What the task asks. Lines before the one containing "Locate the metal utility" are left out; copy that line and every later line through the end of the data exactly.

Data listing.
+ + + + + + +

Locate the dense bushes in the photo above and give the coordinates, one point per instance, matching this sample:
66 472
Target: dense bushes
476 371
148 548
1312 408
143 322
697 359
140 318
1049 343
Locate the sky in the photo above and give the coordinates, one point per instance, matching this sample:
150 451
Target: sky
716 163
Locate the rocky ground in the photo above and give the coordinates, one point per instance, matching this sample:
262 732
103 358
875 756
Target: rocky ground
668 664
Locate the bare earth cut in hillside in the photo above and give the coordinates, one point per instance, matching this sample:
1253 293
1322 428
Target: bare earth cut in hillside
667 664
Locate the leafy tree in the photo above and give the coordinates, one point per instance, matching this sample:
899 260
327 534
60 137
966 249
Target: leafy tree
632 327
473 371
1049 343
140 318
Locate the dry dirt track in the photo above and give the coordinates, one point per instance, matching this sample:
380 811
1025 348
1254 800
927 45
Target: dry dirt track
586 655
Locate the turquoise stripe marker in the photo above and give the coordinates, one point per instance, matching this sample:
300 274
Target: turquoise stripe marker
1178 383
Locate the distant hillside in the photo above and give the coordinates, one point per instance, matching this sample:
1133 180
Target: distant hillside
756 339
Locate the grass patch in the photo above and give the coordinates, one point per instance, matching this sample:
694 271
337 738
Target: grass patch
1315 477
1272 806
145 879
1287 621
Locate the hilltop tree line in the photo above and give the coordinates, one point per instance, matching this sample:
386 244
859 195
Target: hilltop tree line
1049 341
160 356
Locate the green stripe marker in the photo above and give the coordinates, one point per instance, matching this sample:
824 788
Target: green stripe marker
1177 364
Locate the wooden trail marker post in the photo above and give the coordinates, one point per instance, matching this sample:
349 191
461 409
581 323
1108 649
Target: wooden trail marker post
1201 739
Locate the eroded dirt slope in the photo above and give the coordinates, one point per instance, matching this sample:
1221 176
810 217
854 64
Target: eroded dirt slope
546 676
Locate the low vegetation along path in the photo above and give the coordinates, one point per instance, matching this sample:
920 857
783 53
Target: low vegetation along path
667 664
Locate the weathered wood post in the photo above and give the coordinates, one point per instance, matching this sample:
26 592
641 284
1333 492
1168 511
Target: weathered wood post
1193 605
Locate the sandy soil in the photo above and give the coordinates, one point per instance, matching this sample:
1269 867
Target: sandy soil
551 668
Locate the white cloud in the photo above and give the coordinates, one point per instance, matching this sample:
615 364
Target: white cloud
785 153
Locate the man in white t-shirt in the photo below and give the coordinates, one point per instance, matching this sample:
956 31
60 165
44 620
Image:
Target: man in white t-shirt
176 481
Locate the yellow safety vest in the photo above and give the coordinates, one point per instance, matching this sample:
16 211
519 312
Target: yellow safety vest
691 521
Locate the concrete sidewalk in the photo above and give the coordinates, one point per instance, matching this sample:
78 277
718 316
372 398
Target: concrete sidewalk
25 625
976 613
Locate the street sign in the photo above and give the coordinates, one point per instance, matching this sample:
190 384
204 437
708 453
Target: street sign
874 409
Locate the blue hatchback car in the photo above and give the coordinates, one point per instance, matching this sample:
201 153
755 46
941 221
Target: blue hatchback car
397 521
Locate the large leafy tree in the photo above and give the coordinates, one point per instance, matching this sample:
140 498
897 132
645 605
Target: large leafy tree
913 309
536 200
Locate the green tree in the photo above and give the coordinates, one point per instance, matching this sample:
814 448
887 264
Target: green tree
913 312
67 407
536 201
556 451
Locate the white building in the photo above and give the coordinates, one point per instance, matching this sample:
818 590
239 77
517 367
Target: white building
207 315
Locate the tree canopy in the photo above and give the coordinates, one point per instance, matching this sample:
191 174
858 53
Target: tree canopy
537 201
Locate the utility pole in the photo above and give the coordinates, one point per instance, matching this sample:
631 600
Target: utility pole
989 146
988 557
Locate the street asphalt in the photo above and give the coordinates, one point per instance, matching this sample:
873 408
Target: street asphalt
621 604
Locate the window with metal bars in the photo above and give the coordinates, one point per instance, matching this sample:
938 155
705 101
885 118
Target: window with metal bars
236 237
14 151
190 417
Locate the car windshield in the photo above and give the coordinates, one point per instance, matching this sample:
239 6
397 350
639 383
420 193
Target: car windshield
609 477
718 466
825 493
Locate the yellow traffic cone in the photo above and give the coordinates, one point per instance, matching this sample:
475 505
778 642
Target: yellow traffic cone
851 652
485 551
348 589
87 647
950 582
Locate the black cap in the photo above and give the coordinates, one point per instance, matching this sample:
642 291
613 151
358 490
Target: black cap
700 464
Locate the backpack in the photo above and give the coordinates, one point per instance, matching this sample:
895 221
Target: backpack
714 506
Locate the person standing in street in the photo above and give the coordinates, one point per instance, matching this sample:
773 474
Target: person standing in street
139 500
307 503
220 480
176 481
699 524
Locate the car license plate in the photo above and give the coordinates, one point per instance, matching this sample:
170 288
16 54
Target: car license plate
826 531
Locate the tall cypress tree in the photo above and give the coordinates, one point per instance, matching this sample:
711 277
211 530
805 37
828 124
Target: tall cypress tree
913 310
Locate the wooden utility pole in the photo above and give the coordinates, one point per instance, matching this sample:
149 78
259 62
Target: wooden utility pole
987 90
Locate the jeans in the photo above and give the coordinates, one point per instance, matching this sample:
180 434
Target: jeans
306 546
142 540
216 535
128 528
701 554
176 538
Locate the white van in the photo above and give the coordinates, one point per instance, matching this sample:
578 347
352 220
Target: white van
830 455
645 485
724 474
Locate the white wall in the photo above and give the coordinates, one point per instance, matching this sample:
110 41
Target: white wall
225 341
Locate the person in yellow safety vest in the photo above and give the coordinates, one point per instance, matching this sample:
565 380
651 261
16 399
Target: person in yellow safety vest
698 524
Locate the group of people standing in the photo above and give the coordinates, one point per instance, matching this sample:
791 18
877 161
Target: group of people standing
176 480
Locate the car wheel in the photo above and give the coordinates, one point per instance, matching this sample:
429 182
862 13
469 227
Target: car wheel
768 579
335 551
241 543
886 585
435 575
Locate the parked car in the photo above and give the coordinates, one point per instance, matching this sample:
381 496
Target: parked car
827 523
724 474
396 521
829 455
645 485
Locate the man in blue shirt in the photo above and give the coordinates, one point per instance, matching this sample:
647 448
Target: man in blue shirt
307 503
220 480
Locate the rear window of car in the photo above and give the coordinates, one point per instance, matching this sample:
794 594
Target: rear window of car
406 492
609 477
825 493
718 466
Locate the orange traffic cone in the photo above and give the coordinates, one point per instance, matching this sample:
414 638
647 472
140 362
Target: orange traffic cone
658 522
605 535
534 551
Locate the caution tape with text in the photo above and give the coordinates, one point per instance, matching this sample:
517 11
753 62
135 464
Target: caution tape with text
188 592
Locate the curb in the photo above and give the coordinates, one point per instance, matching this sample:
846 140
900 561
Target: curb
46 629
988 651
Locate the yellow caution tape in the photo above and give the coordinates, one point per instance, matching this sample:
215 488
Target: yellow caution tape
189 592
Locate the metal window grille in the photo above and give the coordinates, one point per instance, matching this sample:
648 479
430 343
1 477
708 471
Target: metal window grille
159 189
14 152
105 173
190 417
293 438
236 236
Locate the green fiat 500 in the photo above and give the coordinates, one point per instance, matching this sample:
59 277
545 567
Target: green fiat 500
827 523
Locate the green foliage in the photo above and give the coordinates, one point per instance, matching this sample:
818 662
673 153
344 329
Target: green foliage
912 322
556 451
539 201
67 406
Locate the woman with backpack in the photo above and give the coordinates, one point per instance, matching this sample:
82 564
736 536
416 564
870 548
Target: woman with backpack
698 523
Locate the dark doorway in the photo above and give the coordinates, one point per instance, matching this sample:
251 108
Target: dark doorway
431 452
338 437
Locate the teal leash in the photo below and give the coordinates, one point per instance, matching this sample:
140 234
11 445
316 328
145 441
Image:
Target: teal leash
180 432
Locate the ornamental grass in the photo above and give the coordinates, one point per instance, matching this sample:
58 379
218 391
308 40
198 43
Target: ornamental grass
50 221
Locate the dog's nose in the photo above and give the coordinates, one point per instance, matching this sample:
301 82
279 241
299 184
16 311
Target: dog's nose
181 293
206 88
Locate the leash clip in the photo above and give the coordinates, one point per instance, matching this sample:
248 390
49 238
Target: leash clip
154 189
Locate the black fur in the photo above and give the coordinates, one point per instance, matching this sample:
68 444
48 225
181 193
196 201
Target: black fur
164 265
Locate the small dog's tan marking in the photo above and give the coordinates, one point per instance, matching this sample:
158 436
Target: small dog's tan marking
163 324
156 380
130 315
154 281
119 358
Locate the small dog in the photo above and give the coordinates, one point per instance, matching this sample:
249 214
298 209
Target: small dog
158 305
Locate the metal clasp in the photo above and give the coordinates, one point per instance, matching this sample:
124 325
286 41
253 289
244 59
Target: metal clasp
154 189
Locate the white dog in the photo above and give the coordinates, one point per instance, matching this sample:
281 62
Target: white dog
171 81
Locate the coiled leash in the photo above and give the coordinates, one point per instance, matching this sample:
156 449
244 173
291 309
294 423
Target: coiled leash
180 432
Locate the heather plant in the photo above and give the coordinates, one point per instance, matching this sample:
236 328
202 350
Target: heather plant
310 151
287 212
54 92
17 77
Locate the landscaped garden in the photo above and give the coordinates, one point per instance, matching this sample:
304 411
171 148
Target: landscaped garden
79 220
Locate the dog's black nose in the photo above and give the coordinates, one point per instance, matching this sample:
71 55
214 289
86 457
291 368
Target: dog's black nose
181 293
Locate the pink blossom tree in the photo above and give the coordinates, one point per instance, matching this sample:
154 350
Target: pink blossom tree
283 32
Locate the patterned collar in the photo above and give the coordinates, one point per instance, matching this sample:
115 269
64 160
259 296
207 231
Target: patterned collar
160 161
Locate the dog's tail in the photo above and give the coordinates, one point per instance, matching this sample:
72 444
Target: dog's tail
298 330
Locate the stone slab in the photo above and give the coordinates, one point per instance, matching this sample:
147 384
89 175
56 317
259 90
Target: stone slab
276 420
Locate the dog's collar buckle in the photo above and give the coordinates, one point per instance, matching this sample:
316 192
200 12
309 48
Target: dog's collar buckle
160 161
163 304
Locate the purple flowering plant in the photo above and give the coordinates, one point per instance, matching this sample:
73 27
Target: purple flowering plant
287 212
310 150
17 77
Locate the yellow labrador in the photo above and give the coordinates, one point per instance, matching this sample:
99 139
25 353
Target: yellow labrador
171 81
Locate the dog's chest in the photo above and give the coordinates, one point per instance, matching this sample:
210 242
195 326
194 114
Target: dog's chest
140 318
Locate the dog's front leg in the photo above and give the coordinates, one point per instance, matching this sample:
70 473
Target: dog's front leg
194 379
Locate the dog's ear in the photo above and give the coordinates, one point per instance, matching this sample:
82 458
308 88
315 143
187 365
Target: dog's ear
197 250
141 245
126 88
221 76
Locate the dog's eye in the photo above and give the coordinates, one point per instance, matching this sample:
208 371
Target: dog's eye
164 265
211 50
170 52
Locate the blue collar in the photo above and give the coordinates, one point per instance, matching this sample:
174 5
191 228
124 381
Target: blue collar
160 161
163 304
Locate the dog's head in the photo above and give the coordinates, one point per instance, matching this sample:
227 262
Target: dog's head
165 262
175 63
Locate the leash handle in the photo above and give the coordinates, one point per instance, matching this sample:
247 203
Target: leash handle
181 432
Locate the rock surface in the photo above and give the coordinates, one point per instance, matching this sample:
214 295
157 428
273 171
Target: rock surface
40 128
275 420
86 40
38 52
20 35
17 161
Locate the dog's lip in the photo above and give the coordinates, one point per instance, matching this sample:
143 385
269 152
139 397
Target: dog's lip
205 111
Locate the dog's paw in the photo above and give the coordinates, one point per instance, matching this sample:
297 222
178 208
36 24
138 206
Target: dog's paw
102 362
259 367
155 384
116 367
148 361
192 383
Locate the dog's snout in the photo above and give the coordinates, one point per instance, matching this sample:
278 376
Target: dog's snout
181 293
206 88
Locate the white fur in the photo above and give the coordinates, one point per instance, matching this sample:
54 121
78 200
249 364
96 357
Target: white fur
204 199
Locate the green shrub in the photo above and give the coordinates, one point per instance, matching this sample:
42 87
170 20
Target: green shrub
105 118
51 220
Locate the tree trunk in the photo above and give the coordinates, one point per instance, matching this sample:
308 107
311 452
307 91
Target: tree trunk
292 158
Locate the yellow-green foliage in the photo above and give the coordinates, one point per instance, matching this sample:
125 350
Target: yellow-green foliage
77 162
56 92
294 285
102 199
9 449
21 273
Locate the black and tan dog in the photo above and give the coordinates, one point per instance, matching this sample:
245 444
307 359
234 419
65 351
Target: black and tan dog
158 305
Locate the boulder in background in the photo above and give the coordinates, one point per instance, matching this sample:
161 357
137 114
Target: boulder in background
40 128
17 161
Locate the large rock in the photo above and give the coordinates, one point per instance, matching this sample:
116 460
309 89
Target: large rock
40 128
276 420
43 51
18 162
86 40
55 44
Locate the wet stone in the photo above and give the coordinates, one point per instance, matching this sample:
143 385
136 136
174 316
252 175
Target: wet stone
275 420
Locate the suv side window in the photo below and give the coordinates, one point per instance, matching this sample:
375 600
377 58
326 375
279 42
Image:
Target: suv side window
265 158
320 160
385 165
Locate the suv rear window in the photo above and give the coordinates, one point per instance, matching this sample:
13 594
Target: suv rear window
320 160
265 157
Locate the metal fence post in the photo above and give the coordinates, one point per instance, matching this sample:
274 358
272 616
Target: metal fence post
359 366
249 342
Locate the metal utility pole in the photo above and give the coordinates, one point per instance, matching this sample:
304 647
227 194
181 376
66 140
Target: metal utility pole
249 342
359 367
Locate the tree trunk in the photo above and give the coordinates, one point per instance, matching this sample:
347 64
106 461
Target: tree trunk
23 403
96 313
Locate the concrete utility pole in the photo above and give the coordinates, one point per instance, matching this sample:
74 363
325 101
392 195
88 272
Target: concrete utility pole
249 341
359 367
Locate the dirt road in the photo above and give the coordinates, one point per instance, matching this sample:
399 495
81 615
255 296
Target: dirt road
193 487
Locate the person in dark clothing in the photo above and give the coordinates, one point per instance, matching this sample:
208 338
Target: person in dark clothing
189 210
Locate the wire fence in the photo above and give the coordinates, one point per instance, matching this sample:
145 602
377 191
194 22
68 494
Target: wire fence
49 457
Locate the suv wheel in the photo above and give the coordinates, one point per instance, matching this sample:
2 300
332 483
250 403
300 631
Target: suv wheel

+ + + + + + +

Answer for this exercise.
Locate the metal utility pole in the photo above and give the coordinates, one point per instance, matching this sample:
304 647
227 194
181 376
66 140
Target: metal utility pole
249 342
359 367
Locate the tree trunk in the photo above and give the coordinates, one point per instance, matching this sample:
347 64
106 461
Target: tree trunk
23 403
96 313
Locate the concrete utility pole in the photo above and give the coordinates, one point per instance, matching this sample:
74 363
325 101
392 195
88 272
Target: concrete utility pole
249 341
359 367
Locate the dirt road in the photo above and give the coordinates, one point per instance, matching this sample:
399 495
81 615
255 296
Target: dirt road
193 487
Locate the person in dark clothing in the photo above and give the coordinates, one point per instance, matching this sample:
208 338
Target: person in dark clothing
189 210
Locate the wire fence in the photo above and give the coordinates, one point per instance, matching this sample:
145 602
377 191
194 22
68 494
Target: wire fence
49 457
Locate the suv wheel in the photo above and give the coordinates, one point per instance, matching this sample:
2 300
332 483
250 403
300 631
Target: suv wheel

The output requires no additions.